** start **

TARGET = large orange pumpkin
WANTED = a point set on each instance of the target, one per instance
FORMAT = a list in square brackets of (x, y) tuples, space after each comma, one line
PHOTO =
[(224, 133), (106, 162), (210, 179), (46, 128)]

** end **

Directive: Copy the data above verbatim, keeping every line and character unchanged.

Answer to this task:
TARGET = large orange pumpkin
WANTED = a point set on each instance of the target, one per instance
FORMAT = a list in square brackets of (x, y) tuples, space after each comma, one line
PHOTO =
[(224, 133), (106, 162), (210, 179), (46, 128)]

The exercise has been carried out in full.